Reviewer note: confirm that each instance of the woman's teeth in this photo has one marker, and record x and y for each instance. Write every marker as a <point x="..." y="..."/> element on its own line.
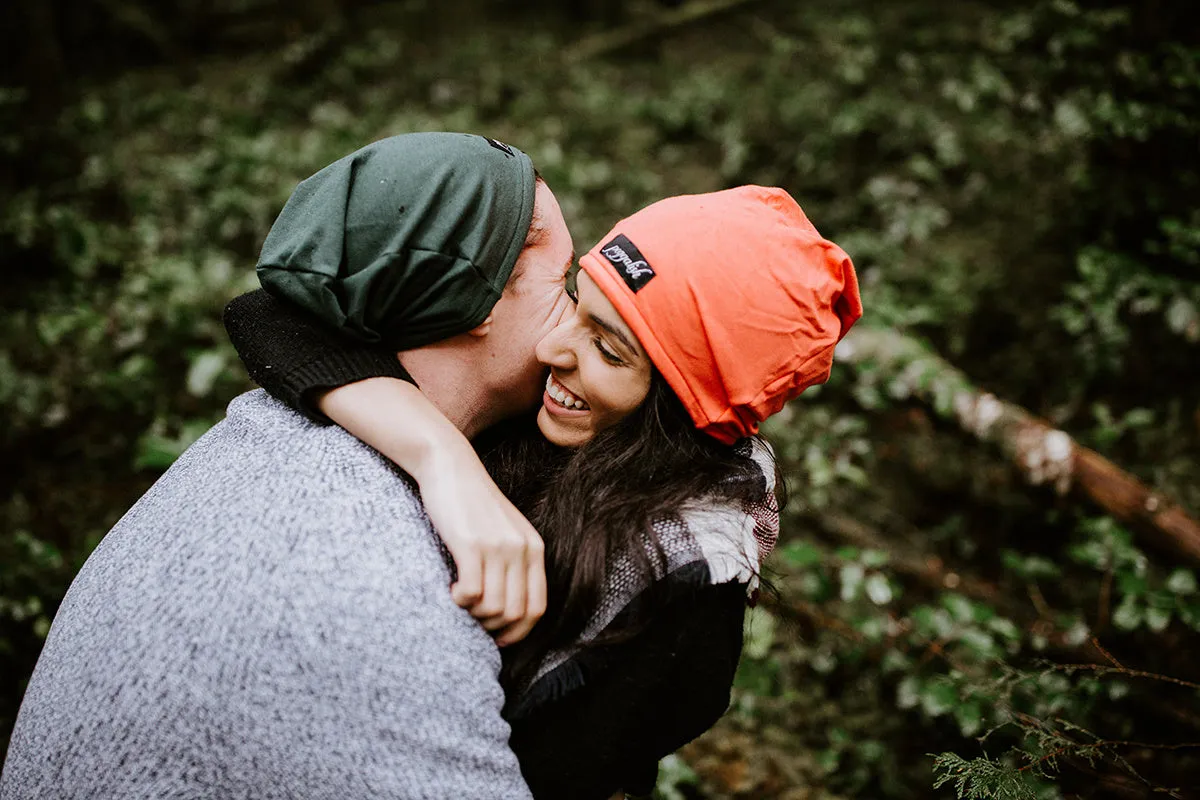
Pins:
<point x="563" y="397"/>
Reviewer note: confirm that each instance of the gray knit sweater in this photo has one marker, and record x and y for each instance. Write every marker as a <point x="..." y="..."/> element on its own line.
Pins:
<point x="270" y="620"/>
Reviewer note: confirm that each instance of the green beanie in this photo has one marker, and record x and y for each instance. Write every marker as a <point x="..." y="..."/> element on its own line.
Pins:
<point x="406" y="241"/>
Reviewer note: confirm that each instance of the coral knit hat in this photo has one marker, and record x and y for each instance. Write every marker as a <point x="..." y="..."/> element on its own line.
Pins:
<point x="736" y="298"/>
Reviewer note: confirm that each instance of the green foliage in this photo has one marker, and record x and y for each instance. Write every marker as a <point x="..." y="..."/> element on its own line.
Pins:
<point x="1015" y="182"/>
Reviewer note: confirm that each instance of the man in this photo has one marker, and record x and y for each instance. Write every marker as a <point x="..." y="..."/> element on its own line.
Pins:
<point x="273" y="619"/>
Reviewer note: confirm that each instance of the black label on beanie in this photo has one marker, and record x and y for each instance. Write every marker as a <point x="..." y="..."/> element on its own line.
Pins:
<point x="629" y="262"/>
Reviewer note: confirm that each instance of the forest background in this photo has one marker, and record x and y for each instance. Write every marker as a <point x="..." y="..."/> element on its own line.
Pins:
<point x="987" y="576"/>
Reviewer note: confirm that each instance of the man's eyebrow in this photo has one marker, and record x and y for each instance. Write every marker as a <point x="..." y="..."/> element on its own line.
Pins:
<point x="616" y="331"/>
<point x="538" y="232"/>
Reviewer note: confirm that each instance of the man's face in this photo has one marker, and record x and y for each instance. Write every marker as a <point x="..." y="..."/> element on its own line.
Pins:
<point x="531" y="306"/>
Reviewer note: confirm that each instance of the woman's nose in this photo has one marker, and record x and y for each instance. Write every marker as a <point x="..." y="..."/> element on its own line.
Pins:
<point x="555" y="348"/>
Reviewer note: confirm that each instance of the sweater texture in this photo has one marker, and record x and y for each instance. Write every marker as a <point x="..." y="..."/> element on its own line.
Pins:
<point x="270" y="620"/>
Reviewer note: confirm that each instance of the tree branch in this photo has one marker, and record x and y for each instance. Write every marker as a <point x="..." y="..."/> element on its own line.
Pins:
<point x="1042" y="453"/>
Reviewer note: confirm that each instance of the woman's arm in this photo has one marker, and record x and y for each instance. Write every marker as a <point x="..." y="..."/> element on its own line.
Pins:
<point x="499" y="557"/>
<point x="498" y="554"/>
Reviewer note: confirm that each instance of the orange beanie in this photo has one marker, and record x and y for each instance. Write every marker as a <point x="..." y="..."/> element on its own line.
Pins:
<point x="736" y="298"/>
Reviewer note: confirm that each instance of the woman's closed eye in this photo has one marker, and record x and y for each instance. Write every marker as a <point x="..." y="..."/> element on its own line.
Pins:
<point x="609" y="355"/>
<point x="571" y="283"/>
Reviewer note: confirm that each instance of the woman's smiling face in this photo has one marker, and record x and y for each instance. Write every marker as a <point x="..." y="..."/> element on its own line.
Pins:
<point x="599" y="373"/>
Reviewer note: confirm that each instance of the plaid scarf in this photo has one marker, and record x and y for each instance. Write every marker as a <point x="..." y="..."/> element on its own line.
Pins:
<point x="702" y="545"/>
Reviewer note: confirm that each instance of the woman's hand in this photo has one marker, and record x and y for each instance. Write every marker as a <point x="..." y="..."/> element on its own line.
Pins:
<point x="502" y="573"/>
<point x="499" y="557"/>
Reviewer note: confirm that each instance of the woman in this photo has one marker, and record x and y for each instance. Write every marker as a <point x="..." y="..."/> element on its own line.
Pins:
<point x="694" y="320"/>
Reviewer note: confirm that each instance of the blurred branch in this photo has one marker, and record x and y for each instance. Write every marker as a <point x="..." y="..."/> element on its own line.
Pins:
<point x="642" y="29"/>
<point x="1042" y="453"/>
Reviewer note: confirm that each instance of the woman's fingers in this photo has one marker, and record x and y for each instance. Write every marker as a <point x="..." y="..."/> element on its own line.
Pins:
<point x="468" y="590"/>
<point x="534" y="595"/>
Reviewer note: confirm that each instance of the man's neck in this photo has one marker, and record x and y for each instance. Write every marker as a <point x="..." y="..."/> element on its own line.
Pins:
☆ ☆ ☆ ☆
§ Task goal
From the listing, please work out how many lines contain "face". Give the number only.

§ Response to this task
2